Wäre alles nicht so schlimm, wenn Fratzscher nicht das Wirtschaftsministerium beraten würde und mit solchen Argumenten dazu beiträgt, dass Deutschland, statt intelligent für Schuldenrestrukturierung einzutreten, ohne Gegenleistung über den Tisch gezogen wird.

Handelsblatt: Fünf-Punkte-Plan zur Rettung Griechenlands, 19. Februar 2015

Man muss wohl in der Schweiz sitzen, um einen klaren Blick zu haben. Die NZZ:

  • “Der griechische Finanzminister Janis Varoufakis bezeichnet sich als ‚inkonsequenten Marxisten‘. In einer vom britischen ‚Guardian‘ aufgezeichneten Vorlesung erklärte er 2013: ‚Marx hat mir die Instrumente gegeben, die mich gegen die giftige Propaganda des Neoliberalismus immunisieren. Zum Beispiel die Idee, dass Wohlstand privat produziert und dann von einem quasi illegitimen Staat durch Besteuerung angeeignet wird . . .‘ Als inkonsequent bezeichnete sich der neue griechische Hoffnungsträger, weil er aus dem Aufstieg von Margaret Thatcher in Grossbritannien gelernt habe, dass der Klassenkampf nicht automatisch zu einer Renaissance der Linken führe.” ‒ bto: Immer mit dem DIW-Vorschlägen spiegeln!
  • “Vor der Wahl zwischen Staatsbankrott und Banken-Kollaps und einem Nachgeben scheinen sich die linken Griechen also vorerst den ‚Kapitalisten‘ beugen zu wollen. Weil die meisten europäischen Finanzminister mit den Ideen Varoufakis zwar wenig anfangen können, aber sich genauso vor den unbekannten Folgen einer radikaleren Lösung fürchten, zeichnet sich doch noch eine Einigung ab.”
  • “Allerdings hat Griechenland bereits rund 20 000 Euro pro Kopf an Krediten erhalten, was nahezu dessen jährlicher Wirtschaftsleistung entspricht. Trotzdem haben viele Griechen existenzielle Sorgen. Der ‚griechische Kapitalismus‘ ist eine Tragödie. Die Reicheren bringen ihr Geld aus dem Land, die Steuermoral ist miserabel, der ineffiziente Staat wuchert, und das Wirtschaftsklima ist investitionsfeindlich. Griechenland wird so seine riesigen Schulden kaum je marktgerecht zurückzahlen können.”
  • “Statt von funktionierenden Institutionen gelenkt zu werden, hält eine korrupte, mit dem Staat und der Politik eng verflochtene Klientelwirtschaft das Land seit Jahrzehnten im Griff. Sollte die Euro-Gruppe da nun erneut gutes Geld schlechtem nachwerfen, wird das keine Probleme lösen.”
....
▸ **Aufgabenstellung**: Geben Sie aus dem Textabschnitt zur Griechenlandkrise die Passage wortgetreu wieder, die bei den Worten „Handelsblatt: Fünf-Punkte-Plan zur“ einsetzt und nach „dem DIW-Vorschlägen spiegeln!“ endet.
....
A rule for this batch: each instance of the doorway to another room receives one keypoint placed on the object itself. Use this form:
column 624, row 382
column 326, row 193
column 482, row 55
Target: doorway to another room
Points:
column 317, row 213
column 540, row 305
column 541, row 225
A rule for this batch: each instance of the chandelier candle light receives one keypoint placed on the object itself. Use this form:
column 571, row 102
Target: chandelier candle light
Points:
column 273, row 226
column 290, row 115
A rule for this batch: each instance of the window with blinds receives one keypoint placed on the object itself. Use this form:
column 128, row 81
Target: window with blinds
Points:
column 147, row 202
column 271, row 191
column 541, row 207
....
▸ **Vollständige Ausgabe**:
Handelsblatt: Fünf-Punkte-Plan zur Rettung Griechenlands, 19. Februar 2015

Man muss wohl in der Schweiz sitzen, um einen klaren Blick zu haben. Die NZZ:

  • “Der griechische Finanzminister Janis Varoufakis bezeichnet sich als ‚inkonsequenten Marxisten‘. In einer vom britischen ‚Guardian‘ aufgezeichneten Vorlesung erklärte er 2013: ‚Marx hat mir die Instrumente gegeben, die mich gegen die giftige Propaganda des Neoliberalismus immunisieren. Zum Beispiel die Idee, dass Wohlstand privat produziert und dann von einem quasi illegitimen Staat durch Besteuerung angeeignet wird . . .‘ Als inkonsequent bezeichnete sich der neue griechische Hoffnungsträger, weil er aus dem Aufstieg von Margaret Thatcher in Grossbritannien gelernt habe, dass der Klassenkampf nicht automatisch zu einer Renaissance der Linken führe.” ‒ bto: Immer mit dem DIW-Vorschlägen spiegeln!